_Task objective_: Count how many lines in the data hold "instance". Only the number.

[Saved entries]
■ ■ ■ ■ ■ ■ ■
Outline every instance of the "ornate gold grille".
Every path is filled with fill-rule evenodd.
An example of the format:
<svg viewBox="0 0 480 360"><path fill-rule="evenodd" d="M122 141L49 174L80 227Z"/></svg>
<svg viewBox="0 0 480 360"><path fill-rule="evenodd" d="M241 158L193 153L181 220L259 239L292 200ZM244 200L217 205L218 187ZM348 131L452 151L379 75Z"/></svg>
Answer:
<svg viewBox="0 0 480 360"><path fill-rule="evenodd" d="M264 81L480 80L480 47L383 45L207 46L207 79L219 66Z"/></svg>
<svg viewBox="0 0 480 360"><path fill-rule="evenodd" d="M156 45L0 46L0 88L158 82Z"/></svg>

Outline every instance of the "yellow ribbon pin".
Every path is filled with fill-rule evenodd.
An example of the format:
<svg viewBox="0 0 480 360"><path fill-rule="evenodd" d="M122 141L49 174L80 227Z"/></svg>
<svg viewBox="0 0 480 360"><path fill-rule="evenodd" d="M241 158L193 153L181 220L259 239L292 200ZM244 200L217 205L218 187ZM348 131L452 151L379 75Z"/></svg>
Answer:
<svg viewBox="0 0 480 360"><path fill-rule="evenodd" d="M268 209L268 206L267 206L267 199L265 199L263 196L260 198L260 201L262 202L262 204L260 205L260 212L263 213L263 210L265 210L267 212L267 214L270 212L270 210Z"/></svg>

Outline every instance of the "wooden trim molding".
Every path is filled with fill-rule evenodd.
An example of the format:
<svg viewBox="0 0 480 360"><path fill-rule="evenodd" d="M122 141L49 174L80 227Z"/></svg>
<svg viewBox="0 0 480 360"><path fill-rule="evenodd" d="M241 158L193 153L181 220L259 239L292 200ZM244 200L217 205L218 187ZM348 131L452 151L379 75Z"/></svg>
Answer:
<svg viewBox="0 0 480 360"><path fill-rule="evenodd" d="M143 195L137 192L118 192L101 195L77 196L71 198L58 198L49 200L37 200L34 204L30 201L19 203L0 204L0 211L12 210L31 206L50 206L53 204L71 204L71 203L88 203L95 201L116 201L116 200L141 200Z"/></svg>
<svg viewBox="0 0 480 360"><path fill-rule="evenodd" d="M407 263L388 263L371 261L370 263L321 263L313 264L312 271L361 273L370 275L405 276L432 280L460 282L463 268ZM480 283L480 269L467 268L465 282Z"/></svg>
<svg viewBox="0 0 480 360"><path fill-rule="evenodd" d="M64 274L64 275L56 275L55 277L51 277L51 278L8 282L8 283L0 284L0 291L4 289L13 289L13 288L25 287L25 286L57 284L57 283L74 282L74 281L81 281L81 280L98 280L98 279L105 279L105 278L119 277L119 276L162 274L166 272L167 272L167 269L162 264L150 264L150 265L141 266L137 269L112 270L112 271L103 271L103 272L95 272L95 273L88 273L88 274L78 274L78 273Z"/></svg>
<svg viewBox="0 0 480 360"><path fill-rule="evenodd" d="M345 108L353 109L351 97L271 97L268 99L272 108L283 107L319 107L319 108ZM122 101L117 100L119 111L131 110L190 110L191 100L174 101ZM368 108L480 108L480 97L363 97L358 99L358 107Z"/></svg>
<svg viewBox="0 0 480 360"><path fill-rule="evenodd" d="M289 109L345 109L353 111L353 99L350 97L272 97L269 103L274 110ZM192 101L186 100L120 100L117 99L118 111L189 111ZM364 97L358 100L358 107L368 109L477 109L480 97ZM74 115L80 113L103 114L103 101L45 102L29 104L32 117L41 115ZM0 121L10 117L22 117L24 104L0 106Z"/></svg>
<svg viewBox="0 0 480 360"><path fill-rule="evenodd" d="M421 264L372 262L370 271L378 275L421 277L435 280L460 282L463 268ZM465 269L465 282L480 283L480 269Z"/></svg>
■ ■ ■ ■ ■ ■ ■
_Reply_: 3